• _REQUEST_:
Reproduce the entire listing below, offsetting every answer coordinate by 120 and leaving all other lines and numbers unchanged.

>> BEGIN MATERIAL SUPPLIED

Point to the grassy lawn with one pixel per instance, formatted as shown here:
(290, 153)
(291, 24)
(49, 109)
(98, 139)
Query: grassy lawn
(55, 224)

>> END MATERIAL SUPPLIED

• _SOLUTION FOR THIS TASK_:
Point to the grassy lawn with one pixel per instance, formatted as shown here:
(290, 153)
(291, 24)
(49, 109)
(98, 139)
Query: grassy lawn
(175, 344)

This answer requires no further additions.